▸ **TEXT TO READ**
☆ ☆ ☆ ☆ ☆

For the World’s Columbian Exposition in Chicago, in 1893, many objects were dispatched from the collections of the Amazon Botanical Museum. In the Brazilian catalogue to the Exposition, in the Department of Fish, Fisheries, Fish Products and Apparatus for Fishing, the Amazon Botanical Museum is explicitly mentioned’ in Group 39: Fresh Water Fishing and Angling with the number ‘29. Museo do Amazonas: a. Indian fish arrows and bows; b. Indian canoes and paddles (itens n.270)’ (p.70). In the Department of Ethnology, Archaeology, Physical Anthropology, for instance, in the groups ‘Furnitures and Clothing of Aboriginal, Uncivilized and but partly Civilized Races’ are mentioned in item 8. Commission of the State of Amazon a series of ceramic artifacts from the indigenous people of Rio Branco; and in the group ‘Implements of War and the Chase’, about 135 objects of pottery, clothing and adornments, musical instruments, canoes and paddles, baskets, arms of war, bows and arrows, zarabatana or blow- gun, poisoned arrows of the Indians Crichanás and Maués, Indians of the Purus River and many others. Objects such as these are abundantly described in the Museum’s catalogs and official documents.4

We support our hypothesis that at least some of these objects would have belonged to the museum with newspaper reports and official documents. In preparation for the Chicago Exposition, on October 8, 1891 - therefore more than a year after the formal extinction of the Museum - Mr. Franck E. Sawyer, 1 st Lieutenant of the North American Navy and Mr. Antonio Barros Barretto, 1 st Lieutenant of the National Navy, special commissioners for the Chicago Exposition visited and examined ‘thoroughly’ the Amazon Museum. They requested from the Amazon government a catalog of all the existing objects so they could study what would serve them as orientation to perform their mission in the preparation of the Brazilian participation in Chicago5.

The objects from the extinct museum had been transferred to the Amazon Public Education Department. To be sent to the Chicago Exposition, the cabinets that were in the Ethnography and Archeology sections were dismantled in disorder and without the knowledge of those responsible for the collections. The organization of a meteorological station in the Education Department building and delays in the delivery of a copy of the list of objects sent to Chicago did not allow the reorganization of the collections6. Another news about possible circulation of the collections reports that, these collections have been requested again, for a regional exhibition in Belém, Pará, in 1896, which included a section about Museums, natural sciences and ethnography.7 The Commission Promoting the Representation of Amazonas in this Exposition requested the governor to deliver the objects that had been exhibited in Chicago8. Apparently this exhibition after several postponements did not take place, or at least the newspapers do not mention it.

☆ ☆ ☆ ☆ ☆

▸ **MATERIAL**
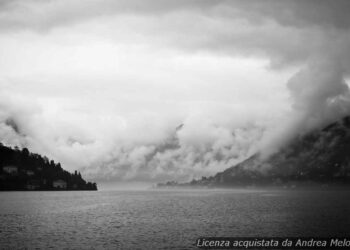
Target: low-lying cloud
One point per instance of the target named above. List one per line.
(102, 85)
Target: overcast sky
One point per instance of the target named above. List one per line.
(101, 86)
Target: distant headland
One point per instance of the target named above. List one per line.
(21, 170)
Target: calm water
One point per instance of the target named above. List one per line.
(165, 219)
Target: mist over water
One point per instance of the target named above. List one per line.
(166, 219)
(102, 87)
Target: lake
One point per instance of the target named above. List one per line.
(165, 219)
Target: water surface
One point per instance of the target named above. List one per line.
(170, 219)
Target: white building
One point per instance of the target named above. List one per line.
(10, 169)
(61, 184)
(30, 173)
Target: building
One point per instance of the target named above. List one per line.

☆ ☆ ☆ ☆ ☆

▸ **TASKS**
1/ Decide whether each statement below agrees with the text on the Amazon Museum collections. Answer yes or no for each, quoting the deciding words of the text.
(a) The special commissioners visited the Amazon Museum on October 8, 1891.
(b) The cabinets in the Ethnography and Archeology sections were dismantled with the knowledge of those responsible for the collections.
(c) The newspapers report that the 1896 exhibition in Belém took place.
2/ Translate this sentence from the text on the Amazon Museum collections into Spanish: "The objects from the extinct museum had been transferred to the Amazon Public Education Department."
3/ Reproduce the passage of the text on the Amazon Museum collections that begins at the words "We support our" and stops after the words "participation in Chicago5.".
The rows are separate material unrelated to the text on the Amazon Museum collections.

▸ **RESPONSES TO THE EXERCISE**
1/
(a) Yes: "on October 8, 1891 - therefore more than a year after the formal extinction of the Museum"
(b) No: "dismantled in disorder and without the knowledge of those responsible for the collections"
(c) No: "Apparently this exhibition after several postponements did not take place, or at least the newspapers do not mention it."

2/ Los objetos del museo extinto habían sido transferidos al Departamento de Educación Pública del Amazonas.

3/
We support our hypothesis that at least some of these objects would have belonged to the museum with newspaper reports and official documents. In preparation for the Chicago Exposition, on October 8, 1891 - therefore more than a year after the formal extinction of the Museum - Mr. Franck E. Sawyer, 1 st Lieutenant of the North American Navy and Mr. Antonio Barros Barretto, 1 st Lieutenant of the National Navy, special commissioners for the Chicago Exposition visited and examined ‘thoroughly’ the Amazon Museum. They requested from the Amazon government a catalog of all the existing objects so they could study what would serve them as orientation to perform their mission in the preparation of the Brazilian participation in Chicago5.